◆ **SHORT PROBLEM**
Set down, unchanged, the part of the rows below that opens with the line containing "Category: spectator in background" and closes with the final row. Include both of those lines and nothing outside them.

#### DATA PROVIDED ####

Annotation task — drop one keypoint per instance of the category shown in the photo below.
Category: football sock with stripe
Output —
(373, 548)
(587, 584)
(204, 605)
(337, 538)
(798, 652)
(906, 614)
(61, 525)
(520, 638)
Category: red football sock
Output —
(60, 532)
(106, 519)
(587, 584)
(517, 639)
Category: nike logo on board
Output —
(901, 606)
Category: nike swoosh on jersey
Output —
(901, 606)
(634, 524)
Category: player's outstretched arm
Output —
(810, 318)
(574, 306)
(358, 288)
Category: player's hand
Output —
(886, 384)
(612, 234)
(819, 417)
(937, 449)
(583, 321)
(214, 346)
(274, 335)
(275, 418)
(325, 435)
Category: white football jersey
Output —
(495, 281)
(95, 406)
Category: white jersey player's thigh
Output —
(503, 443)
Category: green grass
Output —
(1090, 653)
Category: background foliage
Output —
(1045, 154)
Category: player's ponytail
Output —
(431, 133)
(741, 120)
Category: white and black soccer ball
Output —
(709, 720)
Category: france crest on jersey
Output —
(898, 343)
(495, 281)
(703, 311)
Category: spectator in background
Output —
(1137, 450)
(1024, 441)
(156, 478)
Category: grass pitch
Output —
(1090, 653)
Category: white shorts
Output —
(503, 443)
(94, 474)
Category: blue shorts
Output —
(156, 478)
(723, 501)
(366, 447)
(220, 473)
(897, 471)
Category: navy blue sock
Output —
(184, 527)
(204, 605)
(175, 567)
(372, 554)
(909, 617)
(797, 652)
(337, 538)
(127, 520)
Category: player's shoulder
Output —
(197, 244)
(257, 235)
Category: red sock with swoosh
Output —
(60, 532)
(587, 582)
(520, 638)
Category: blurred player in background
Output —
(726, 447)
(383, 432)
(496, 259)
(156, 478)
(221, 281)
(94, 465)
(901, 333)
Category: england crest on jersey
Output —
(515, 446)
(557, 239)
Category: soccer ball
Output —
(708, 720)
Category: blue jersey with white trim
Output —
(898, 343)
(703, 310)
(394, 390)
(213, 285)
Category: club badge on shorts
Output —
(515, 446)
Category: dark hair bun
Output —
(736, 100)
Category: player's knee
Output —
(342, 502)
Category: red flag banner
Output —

####

◆ **EXERCISE SOLUTION**
Category: spectator in background
Output —
(1137, 450)
(1024, 441)
(156, 478)
Category: grass pitch
Output —
(1090, 653)
Category: white shorts
Output —
(503, 443)
(94, 474)
Category: blue shorts
Output —
(156, 478)
(723, 501)
(366, 447)
(220, 473)
(897, 471)
Category: navy blue sock
Output —
(184, 527)
(204, 605)
(175, 567)
(372, 554)
(909, 617)
(797, 652)
(337, 538)
(127, 520)
Category: player's shoulder
Output —
(197, 244)
(257, 235)
Category: red sock with swoosh
Output —
(60, 532)
(587, 582)
(520, 638)
Category: blurred player in background
Output —
(726, 447)
(383, 432)
(496, 259)
(156, 478)
(221, 281)
(94, 465)
(901, 333)
Category: england crest on jersey
Output —
(515, 446)
(557, 239)
Category: soccer ball
Output —
(708, 720)
Category: blue jersey with white trim
Output —
(898, 343)
(703, 310)
(394, 390)
(213, 285)
Category: club badge on shorts
Output —
(515, 446)
Category: dark hair bun
Output —
(736, 100)
Category: player's knee
Output —
(342, 502)
Category: red flag banner
Output —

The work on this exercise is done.